▶ [TESTO FORNITO]:
——————

Davide Longo: una vita declinata al presente

Davide Longo

Davide Longo

Davide Longo è uno scrittore piemontese, nasce a Carmagnola nel 1971 e vive attualmente a Torino dove insegna scrittura alla Scuola Holden.

Numerose sono le sue pubblicazioni a partire dal primo romanzo Un mattino a Irgalem (Marcos y Marcos 2001, Feltrinelli 2019) Premio Grinzane opera prima.

Oltre ai vari romanzi, Davide scrive per il teatro, per radio Rai, per le riviste e i giornali e gira anche dei documentari.

Il suo amore per la montagna lo porterà a curare alcune antologie, tra cui Racconti di montagna edito da Einaudi nel 2007 e a creare il progetto di ospitalità e scrittura AlfaBaita.

Davide Longo - La vita paga il sabato

Nel 2014 inizia la serie che ha come protagonisti Arcadipane-Bramard con il romanzo Il caso Bramard, seguito da Le bestie giovani e Una rabbia semplice, tutti editi da Einaudi.

La vita paga il sabato è l’ultimo della serie, dove ritroviamo tutto l’incanto di una lettura che sa travalicare i confini del genere noir, per trasportare il lettore in quel Paese narrativo in cui le parole hanno una valenza a tutto tondo, eleganti e magnetiche.

“ […] i retroscena torbidi del mondo del cinema anni ‘50 e ‘60 condiscono come una spezia rara tutto il libro e infine…un tuffo nel passato profondo dei rituali pagani e delle antiche tradizioni  seguendo gli affreschi e i messaggi nascosti di un pittore che in maniera dantesca dà alla Madonna del Labreno niente meno che il volto della sua amata.”

QUI la Recensione di Thriller Life.

Davide Longo ha gentilmente risposto alle nostre domande

1. Nella tua serie di romanzi del ciclo Bramard, i protagonisti sono come due corridori di una staffetta nell’atto di passarsi il testimone. E’ un po’ come un fermo immagine, perché questo “passaggio” non avviene mai in concreto. Bramard sembra uscire di scena in varie occasioni, ma, man mano che si avvicina il fulcro della vicenda, torna sempre in gioco. Nell’ultimo romanzo poi, senza voler svelare nulla, leghi tra loro a tripla mandata sia Bramard, che Arcadipane che Isa, lasciandoli però totalmente in equilibrio tra loro. Il fatto di non designare un protagonista unico è voluto, oppure, come molti pensano, sono i personaggi a prendere vita in modo tanto preponderante da non voler esser messi da parte? 

L’idea dei dare dei ruoli sempre diversi rispetto a protagonista e comprimario nella serie ai tre personaggi è legato al fatto che vorrei uscire dallo stereotipo della serie centrata su un unico commissario mentre tutti gli altri sono un po’ delle spalle, dei comprimari.

——————

▶ [ESTRATTO DEL DATASET]:
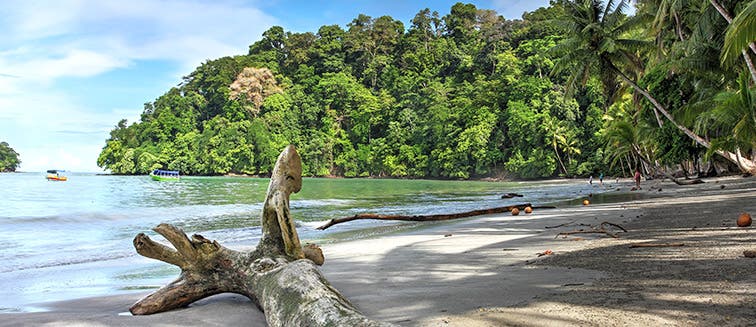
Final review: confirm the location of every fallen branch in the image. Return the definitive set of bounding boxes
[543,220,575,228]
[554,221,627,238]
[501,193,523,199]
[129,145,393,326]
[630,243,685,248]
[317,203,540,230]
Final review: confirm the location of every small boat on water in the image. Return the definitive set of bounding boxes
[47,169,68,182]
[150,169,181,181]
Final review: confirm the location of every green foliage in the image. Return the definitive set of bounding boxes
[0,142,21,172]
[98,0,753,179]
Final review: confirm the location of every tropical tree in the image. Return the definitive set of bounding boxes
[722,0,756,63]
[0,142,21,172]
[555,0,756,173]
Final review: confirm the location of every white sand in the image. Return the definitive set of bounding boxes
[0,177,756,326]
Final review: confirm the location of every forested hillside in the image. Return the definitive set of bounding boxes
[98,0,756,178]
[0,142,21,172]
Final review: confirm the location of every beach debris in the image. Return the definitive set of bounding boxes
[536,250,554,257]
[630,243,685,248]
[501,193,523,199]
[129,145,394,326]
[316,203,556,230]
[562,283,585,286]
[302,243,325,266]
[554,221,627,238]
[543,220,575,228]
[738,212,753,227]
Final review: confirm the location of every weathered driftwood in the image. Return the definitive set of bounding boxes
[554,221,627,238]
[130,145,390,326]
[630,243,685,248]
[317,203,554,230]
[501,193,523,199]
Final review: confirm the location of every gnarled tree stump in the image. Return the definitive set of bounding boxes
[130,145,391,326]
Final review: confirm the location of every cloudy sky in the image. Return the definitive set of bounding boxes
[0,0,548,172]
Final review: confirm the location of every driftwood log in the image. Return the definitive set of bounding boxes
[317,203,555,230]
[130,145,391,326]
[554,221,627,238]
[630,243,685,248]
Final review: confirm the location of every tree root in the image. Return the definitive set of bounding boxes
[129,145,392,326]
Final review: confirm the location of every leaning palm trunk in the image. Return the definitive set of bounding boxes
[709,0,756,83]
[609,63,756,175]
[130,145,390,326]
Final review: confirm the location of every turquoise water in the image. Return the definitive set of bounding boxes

——————

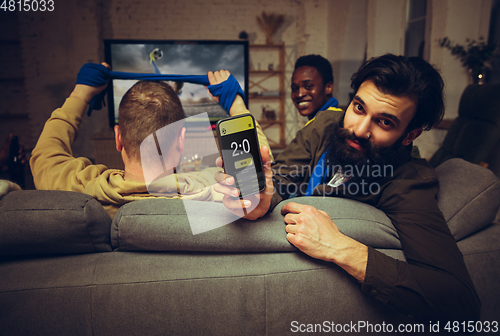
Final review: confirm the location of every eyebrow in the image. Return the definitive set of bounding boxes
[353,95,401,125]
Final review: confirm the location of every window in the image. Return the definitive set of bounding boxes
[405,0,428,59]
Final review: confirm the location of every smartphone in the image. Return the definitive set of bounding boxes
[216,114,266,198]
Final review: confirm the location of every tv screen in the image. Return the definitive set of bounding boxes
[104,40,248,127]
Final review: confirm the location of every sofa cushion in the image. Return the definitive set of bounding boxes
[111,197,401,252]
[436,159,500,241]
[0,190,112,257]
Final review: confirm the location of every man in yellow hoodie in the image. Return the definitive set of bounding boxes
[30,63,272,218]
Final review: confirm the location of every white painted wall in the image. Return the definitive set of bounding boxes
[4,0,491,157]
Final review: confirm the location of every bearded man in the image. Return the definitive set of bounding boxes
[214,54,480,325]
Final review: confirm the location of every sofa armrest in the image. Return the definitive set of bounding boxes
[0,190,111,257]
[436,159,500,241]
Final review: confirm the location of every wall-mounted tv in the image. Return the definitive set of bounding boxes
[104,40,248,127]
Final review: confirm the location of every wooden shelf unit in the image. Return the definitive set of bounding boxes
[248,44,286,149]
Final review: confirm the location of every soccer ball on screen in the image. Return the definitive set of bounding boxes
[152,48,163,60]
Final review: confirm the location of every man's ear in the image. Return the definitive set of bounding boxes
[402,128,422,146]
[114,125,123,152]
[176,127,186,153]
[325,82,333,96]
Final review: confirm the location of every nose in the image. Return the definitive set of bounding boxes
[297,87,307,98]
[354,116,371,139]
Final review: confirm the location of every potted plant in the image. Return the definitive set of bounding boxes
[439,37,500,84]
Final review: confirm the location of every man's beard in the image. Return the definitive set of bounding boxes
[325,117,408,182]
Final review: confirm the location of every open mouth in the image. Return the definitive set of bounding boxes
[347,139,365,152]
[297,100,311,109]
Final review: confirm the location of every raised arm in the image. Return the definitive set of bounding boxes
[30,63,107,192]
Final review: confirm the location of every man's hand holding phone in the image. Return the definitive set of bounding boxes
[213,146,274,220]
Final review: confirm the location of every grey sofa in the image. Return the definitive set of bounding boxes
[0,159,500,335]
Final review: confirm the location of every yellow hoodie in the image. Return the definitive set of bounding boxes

——————

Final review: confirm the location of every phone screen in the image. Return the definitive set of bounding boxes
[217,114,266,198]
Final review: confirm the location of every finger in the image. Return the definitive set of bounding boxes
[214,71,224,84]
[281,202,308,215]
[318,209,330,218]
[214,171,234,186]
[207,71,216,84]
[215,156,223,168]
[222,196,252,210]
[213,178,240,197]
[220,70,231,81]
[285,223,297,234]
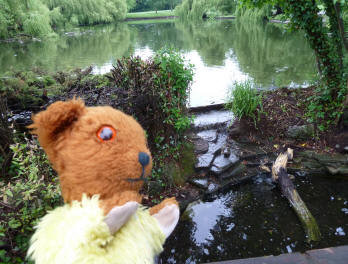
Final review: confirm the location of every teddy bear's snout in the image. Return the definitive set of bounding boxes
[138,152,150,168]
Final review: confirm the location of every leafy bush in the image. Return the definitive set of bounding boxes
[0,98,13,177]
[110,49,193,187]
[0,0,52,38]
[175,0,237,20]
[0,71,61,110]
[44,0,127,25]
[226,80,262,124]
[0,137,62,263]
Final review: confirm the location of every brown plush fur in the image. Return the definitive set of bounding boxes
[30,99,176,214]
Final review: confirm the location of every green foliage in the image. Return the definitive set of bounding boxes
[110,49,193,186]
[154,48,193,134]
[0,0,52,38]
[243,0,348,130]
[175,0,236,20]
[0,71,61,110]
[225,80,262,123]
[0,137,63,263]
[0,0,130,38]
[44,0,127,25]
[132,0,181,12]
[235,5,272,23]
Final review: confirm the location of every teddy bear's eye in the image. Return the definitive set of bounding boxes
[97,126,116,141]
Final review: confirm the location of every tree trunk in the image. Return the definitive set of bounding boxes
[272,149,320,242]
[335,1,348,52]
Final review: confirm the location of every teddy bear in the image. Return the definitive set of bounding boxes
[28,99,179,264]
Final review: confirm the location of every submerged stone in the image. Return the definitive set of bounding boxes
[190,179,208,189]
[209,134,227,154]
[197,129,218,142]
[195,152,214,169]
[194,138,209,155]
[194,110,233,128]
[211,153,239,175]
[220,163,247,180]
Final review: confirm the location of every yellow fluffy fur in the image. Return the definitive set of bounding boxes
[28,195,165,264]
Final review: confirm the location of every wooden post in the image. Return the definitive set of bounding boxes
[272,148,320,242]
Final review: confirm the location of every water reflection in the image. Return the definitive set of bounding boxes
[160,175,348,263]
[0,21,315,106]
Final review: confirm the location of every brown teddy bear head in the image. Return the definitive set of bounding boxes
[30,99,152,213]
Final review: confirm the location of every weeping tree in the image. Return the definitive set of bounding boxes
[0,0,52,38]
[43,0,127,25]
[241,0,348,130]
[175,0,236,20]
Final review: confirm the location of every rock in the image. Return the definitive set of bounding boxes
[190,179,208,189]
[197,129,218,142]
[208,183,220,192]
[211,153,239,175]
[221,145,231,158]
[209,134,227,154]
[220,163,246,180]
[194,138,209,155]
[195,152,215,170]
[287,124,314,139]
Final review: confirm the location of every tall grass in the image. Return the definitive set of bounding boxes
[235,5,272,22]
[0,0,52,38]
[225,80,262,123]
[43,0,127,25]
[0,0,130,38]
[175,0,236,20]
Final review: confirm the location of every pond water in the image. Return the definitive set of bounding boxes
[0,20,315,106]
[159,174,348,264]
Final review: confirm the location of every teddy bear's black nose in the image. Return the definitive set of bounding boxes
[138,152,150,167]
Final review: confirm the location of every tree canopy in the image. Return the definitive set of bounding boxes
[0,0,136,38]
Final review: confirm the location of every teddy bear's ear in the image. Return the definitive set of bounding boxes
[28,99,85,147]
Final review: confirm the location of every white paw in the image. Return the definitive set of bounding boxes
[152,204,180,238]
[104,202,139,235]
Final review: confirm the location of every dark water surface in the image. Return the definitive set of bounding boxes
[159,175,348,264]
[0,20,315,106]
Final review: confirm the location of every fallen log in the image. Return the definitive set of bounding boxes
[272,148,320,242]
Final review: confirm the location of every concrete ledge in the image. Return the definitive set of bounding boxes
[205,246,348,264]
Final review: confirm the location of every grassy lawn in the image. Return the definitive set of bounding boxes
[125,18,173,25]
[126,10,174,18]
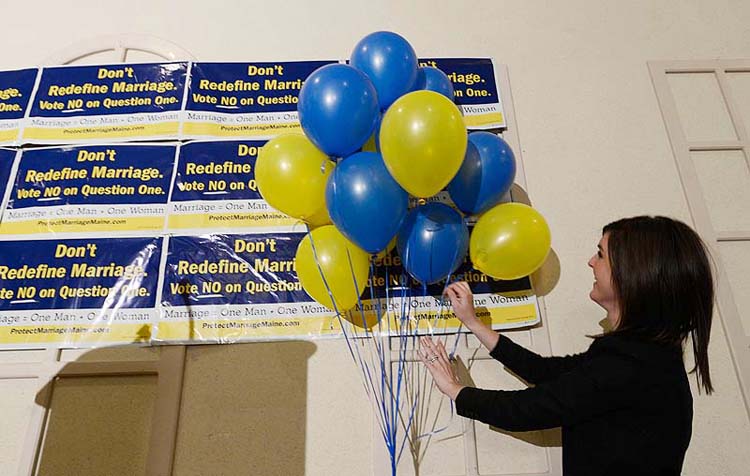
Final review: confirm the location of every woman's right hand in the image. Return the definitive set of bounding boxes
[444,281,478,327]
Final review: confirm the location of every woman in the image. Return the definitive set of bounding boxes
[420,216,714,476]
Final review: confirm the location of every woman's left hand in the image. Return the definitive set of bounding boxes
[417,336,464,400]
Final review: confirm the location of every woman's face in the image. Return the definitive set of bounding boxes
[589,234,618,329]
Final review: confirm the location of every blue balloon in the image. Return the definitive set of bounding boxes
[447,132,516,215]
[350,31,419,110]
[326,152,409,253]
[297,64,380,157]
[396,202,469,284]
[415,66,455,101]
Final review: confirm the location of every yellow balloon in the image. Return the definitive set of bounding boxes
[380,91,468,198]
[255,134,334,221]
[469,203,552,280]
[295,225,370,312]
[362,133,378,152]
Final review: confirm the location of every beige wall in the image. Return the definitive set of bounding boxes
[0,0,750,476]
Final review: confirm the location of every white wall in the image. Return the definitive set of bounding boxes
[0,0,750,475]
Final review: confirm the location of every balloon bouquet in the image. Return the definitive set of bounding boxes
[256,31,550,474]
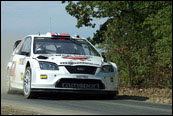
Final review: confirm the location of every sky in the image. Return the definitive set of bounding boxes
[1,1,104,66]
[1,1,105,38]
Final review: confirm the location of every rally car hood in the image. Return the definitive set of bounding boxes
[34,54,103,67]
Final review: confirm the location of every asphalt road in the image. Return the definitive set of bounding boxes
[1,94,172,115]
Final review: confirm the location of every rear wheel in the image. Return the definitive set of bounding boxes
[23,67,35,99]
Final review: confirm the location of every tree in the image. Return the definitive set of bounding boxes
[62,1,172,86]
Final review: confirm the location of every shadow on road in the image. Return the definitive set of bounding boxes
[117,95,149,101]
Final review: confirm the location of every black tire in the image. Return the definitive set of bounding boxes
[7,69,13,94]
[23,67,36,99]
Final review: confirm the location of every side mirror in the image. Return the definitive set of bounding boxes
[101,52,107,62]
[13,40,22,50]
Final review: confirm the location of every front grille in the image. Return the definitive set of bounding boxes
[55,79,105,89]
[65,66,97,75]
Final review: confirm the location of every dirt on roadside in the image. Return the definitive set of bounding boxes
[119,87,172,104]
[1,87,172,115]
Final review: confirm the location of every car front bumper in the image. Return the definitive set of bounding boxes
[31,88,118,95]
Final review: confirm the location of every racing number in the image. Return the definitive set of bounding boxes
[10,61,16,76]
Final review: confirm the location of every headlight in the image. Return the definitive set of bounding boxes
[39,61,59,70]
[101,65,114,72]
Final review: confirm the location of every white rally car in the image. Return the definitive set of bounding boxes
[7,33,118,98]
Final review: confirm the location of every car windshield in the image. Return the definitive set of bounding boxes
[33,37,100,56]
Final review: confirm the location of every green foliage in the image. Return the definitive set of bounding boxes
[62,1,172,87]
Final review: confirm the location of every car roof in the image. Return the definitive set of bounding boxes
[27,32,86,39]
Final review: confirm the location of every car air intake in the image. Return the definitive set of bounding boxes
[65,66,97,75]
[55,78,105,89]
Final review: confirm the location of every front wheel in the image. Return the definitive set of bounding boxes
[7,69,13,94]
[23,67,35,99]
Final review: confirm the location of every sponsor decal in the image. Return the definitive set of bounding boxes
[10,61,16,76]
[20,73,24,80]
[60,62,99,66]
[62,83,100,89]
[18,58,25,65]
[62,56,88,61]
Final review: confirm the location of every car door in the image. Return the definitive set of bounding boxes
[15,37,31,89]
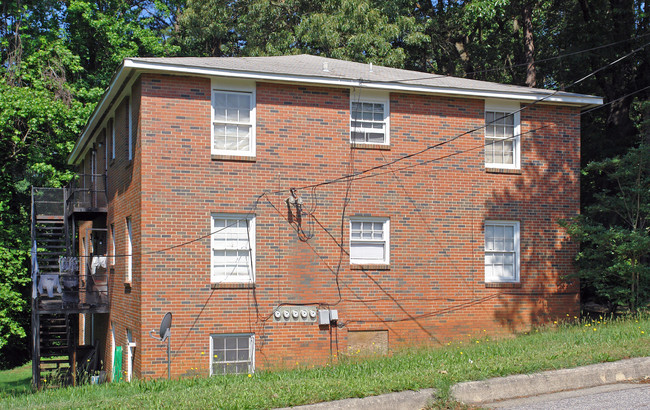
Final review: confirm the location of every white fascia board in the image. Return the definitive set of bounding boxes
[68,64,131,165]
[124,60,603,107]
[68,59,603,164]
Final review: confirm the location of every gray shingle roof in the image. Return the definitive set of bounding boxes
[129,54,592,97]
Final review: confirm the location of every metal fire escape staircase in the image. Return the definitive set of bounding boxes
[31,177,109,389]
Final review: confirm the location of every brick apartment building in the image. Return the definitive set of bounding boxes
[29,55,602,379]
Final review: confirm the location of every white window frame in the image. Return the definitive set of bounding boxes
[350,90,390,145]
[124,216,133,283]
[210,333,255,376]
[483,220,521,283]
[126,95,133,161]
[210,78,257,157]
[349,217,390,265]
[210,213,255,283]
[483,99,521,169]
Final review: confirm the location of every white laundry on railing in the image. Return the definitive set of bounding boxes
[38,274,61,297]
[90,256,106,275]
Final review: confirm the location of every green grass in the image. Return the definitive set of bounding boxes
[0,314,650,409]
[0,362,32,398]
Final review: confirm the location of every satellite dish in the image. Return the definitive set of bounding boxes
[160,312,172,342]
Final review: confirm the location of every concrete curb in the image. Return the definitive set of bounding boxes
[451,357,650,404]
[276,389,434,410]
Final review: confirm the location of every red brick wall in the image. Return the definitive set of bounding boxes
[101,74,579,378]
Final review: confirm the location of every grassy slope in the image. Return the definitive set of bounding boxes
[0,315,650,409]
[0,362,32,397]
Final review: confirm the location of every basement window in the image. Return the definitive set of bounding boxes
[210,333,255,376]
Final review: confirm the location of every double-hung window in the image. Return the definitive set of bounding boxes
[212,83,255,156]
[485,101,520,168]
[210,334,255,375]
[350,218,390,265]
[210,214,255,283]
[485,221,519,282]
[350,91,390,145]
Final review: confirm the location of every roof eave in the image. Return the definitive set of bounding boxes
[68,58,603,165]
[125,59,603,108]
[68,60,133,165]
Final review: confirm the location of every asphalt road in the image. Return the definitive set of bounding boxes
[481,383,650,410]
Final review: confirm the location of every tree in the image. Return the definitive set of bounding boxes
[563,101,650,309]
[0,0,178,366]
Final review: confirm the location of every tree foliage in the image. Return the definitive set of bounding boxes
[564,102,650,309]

——————

▶ [ISTRUZIONI]:
#1 Rispondi alle seguenti domande sul testo su Davide Longo, indicando ogni risposta con la stessa lettera della domanda.
(a) In quale città e in quale anno è nato Davide Longo?
(b) Con quale romanzo e in quale anno inizia la serie con protagonisti Arcadipane e Bramard?
(c) Come si chiama il progetto di ospitalità e scrittura nato dal suo amore per la montagna?
#2 Continua il testo su Davide Longo a partire dall'ultima frase riportata.
I record non hanno alcun legame con il testo.

▶ [RISPOSTE PER COMPITO]:
#1
(a) A Carmagnola, nel 1971.
(b) Con Il caso Bramard, nel 2014.
(c) AlfaBaita.

#2
La serie è stata pensata, se non dall’inizio, almeno dal secondo volume della serie, come un grande romanzo corale, dove tutti i personaggi, soprattutto Arcadipane e Bramard, mi servono per mettere in gioco aspetti diversi del mondo, delle personalità, delle loro visioni dell’esistenza.

Ecco è come se un personaggio solo fosse un modo per scattare fotografie con un unico tipo di obiettivo, mentre in una serie e in un romanzo corale hai la possibilità di usare focali diversi.

È un elemento di complessità, ma penso che ad un certo tipo di lettori possa dare una ricchezza maggiore.

2. La figura di Ariel è particolare e suggestiva. Di sicuro Arcadipane mai si sarebbe aspettato una psicoterapeuta tutt’altro che accomodante e accogliente!  Il lettore stesso reagisce con perplessità ai vari “compiti” assegnati, arrivando addirittura a chiedersi come mai Arcadipane accetti di dedicarcisi! Accanto alla sua ironia tagliente e sopra le righe c’è anche la sua disabilità, che sicuramente non gioca un ruolo marginale. Come mai questa scelta di aggiungere un ulteriore carico a questo personaggio già di per sé complesso? 

Ariel non è un personaggio che non ha tantissime pose – cinematograficamente – non ha moltissime scene, ma è molto importante perché rappresenta la chiave di lettura di Arcadipane.

Arcadipane eccetta di seguire le indicazioni alquanto bizzarre, a volte persino ostili e imbarazzanti di Ariel, perché è come se si fosse accorto, arrivato a cinquant’anni, di essere chiuso in una sorta di corazza, che non riesce più togliersi, anche se l’ha in parte difeso per tanti anni, ma che ora lo soffoca.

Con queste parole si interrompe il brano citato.